==== Given passage

A Time For Anger

There is a time for everything
and a season for every activity under the sun

Chuck Baldwin penned a recent article probing the anger of Ron Paul supporters. No doubt anger permeates the air around Ron Paul supporters but perhaps it is better to note that it is American patriots who love their country who are angry, who also just so happen to be Ron Paul supporters.

Make no mistake about it, this anger that slowly but steadily leaks from patriots, like so much over abundant air in a over filled tire, leaks because their love of God and country is being violated at every turn. Their anger is no different and no more irrational than the anger one would expect one to find coming from a person who is witnessing a rape but who is practically powerless to intervene. Who is more irrational in such a scenario; the person bleeding anger or the person looking on, who for the life of them, can’t figure out why the person bleeding anger is angry?

Is there no place or time for anger?

We are watching our political elites replace this country’s citizenry with illegal immigration thus assuring the complete destruction of the remnants of a culture influenced by Christian categories and we shouldn’t be angry?

With the exporting of our manufacturing base as a result of NAFTA, GATT, and other like legislation we have witnessed the excision of the muscle and sinew that helped sustain a true middle class and which served as our backbone against those who would do us harm and we shouldn’t be angry?

========
==== Listed records

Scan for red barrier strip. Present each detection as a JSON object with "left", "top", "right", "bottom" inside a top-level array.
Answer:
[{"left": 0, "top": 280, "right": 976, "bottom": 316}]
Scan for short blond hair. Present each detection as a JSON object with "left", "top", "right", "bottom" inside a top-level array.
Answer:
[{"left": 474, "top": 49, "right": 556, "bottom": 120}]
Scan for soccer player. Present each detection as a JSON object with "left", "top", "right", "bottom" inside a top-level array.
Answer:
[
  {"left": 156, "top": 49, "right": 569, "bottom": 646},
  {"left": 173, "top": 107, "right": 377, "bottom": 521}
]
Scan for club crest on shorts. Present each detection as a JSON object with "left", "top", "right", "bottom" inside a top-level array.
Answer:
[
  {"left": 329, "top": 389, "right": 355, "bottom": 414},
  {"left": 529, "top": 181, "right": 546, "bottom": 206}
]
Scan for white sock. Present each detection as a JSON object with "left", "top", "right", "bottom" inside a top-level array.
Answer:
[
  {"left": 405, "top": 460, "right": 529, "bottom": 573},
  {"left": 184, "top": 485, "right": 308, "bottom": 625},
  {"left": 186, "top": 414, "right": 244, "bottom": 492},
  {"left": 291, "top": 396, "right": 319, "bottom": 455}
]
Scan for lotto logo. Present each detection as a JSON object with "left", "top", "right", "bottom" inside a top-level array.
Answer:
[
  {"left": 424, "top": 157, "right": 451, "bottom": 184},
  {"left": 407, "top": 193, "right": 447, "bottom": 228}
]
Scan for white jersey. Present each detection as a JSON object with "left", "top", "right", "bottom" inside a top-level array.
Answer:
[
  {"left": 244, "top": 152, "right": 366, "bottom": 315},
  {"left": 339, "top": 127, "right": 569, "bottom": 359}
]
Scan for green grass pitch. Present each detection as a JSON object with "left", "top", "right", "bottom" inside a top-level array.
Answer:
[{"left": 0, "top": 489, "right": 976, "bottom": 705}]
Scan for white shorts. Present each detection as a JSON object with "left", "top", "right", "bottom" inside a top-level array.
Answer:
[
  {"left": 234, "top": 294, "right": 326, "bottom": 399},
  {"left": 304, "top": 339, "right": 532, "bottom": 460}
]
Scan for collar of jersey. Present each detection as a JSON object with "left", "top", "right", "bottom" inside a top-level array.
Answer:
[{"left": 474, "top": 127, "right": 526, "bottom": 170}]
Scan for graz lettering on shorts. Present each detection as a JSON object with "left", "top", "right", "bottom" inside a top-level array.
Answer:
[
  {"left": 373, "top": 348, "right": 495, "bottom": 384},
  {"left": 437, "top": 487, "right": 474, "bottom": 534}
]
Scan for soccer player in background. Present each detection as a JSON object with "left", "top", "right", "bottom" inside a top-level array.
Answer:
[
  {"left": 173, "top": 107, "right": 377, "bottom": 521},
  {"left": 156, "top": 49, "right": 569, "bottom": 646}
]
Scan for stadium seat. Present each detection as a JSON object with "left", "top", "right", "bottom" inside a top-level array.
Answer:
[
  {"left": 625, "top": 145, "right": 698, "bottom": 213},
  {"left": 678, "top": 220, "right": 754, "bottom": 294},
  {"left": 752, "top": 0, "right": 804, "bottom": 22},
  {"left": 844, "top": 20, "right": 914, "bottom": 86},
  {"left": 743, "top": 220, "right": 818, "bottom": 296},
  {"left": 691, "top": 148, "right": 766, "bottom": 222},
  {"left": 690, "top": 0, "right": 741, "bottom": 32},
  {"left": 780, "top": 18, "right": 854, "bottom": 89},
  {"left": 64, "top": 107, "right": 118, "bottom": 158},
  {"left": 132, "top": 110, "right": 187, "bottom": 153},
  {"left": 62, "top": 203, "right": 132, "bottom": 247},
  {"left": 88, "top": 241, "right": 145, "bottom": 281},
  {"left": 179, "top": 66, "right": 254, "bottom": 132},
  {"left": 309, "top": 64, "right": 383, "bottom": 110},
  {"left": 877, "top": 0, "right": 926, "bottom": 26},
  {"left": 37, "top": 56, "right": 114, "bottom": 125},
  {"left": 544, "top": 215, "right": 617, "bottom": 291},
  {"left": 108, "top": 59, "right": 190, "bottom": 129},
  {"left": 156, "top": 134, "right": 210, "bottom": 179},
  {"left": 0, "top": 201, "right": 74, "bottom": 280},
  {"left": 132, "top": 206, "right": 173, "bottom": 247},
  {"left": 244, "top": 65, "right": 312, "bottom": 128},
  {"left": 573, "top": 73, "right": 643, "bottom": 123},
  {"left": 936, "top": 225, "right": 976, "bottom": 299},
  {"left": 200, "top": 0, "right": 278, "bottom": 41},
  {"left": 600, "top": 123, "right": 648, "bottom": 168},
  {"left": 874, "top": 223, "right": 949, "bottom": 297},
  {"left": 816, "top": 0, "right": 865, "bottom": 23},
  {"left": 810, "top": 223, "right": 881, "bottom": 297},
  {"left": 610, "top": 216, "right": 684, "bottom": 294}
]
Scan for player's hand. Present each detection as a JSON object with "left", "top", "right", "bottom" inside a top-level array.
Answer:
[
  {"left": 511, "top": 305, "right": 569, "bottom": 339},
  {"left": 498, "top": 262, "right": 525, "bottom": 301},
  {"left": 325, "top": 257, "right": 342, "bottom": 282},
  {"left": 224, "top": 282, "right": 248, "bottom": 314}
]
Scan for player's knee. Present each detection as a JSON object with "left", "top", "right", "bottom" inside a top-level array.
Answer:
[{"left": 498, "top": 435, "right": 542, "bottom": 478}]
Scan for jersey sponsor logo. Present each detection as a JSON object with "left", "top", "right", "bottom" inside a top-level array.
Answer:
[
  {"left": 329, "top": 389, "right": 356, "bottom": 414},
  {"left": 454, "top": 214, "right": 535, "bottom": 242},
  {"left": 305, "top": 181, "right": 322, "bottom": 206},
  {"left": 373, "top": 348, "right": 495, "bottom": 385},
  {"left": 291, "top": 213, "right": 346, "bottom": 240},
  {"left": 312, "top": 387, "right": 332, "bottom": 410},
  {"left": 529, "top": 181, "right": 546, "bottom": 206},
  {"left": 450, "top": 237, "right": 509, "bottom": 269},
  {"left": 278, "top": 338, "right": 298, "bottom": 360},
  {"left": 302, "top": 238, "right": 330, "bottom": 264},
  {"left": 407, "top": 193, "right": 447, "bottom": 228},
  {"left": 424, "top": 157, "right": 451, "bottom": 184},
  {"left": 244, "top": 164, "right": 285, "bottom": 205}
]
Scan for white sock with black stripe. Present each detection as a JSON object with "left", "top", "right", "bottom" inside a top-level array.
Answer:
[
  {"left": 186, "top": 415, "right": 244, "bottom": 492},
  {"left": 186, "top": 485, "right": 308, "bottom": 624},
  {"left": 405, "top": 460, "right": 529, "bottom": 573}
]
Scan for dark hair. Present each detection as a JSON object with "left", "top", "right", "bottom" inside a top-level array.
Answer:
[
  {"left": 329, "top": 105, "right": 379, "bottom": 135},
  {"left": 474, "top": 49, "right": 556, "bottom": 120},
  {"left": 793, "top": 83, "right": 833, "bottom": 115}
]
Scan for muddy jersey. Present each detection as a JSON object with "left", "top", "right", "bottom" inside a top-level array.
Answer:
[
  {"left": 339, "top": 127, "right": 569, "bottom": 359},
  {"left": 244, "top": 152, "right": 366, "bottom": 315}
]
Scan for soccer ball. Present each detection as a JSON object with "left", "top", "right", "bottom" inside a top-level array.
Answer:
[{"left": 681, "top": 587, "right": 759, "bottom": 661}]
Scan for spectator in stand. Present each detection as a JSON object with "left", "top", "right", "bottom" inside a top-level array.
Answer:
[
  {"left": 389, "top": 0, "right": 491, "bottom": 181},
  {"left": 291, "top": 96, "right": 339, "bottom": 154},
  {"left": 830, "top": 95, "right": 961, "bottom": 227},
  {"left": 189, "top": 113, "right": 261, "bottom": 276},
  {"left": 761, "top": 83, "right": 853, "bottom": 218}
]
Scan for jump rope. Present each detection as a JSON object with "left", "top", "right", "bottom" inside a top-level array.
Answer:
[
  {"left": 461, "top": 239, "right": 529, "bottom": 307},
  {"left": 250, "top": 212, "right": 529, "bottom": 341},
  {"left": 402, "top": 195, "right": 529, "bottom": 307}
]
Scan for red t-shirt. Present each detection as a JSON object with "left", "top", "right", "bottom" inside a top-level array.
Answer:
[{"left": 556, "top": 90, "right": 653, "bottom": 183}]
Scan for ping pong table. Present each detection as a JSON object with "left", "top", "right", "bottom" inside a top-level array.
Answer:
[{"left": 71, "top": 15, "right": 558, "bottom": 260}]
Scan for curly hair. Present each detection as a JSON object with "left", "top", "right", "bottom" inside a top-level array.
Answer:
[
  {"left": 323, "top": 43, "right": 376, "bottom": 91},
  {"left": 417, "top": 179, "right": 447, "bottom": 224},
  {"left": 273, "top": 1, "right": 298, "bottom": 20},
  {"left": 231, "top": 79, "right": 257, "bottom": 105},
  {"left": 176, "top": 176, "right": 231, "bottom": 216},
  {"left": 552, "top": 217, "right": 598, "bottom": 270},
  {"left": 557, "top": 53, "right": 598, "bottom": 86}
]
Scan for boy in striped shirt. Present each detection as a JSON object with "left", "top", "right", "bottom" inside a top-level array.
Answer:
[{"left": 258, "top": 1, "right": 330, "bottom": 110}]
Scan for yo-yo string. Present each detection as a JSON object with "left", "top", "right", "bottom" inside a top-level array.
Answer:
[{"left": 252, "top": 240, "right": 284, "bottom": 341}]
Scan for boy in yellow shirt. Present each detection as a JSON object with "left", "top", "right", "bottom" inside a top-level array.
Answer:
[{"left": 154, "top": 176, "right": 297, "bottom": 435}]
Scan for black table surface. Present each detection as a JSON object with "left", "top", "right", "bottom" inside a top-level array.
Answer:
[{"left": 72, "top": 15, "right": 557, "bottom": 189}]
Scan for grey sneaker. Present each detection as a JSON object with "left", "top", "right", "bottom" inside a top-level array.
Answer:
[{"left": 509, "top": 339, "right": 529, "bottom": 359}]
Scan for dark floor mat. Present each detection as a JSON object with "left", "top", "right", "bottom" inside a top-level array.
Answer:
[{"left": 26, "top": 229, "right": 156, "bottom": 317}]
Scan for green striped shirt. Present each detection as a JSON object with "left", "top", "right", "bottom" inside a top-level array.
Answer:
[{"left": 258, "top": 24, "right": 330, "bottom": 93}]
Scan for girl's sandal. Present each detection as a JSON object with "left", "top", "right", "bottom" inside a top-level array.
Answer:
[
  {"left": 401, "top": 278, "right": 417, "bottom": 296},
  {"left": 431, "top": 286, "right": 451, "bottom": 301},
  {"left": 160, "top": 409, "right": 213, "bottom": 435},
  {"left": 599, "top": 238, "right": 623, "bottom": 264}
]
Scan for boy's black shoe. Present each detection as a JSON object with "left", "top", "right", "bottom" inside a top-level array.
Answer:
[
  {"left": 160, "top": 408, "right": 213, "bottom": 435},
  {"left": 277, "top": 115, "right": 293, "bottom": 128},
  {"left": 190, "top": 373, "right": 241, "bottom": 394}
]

========

» Objectives
A - Answer these from the essay on anger:
(i) Who wrote the recent article about the anger of Ron Paul supporters?
(ii) Which two pieces of legislation are named in connection with exporting the manufacturing base?
(iii) What does the essay say political elites are replacing the country's citizenry with?
B - Select every line of the listing that contains the string "logo", matching case.
The essay and the listing were drawn from separate sources.

» Solutions to the tasks
A -
(i) Chuck Baldwin
(ii) NAFTA and GATT
(iii) Illegal immigration

B -
Scan for lotto logo. Present each detection as a JSON object with "left", "top", "right", "bottom" inside a top-level array.
Scan for jersey sponsor logo. Present each detection as a JSON object with "left", "top", "right", "bottom" inside a top-level array.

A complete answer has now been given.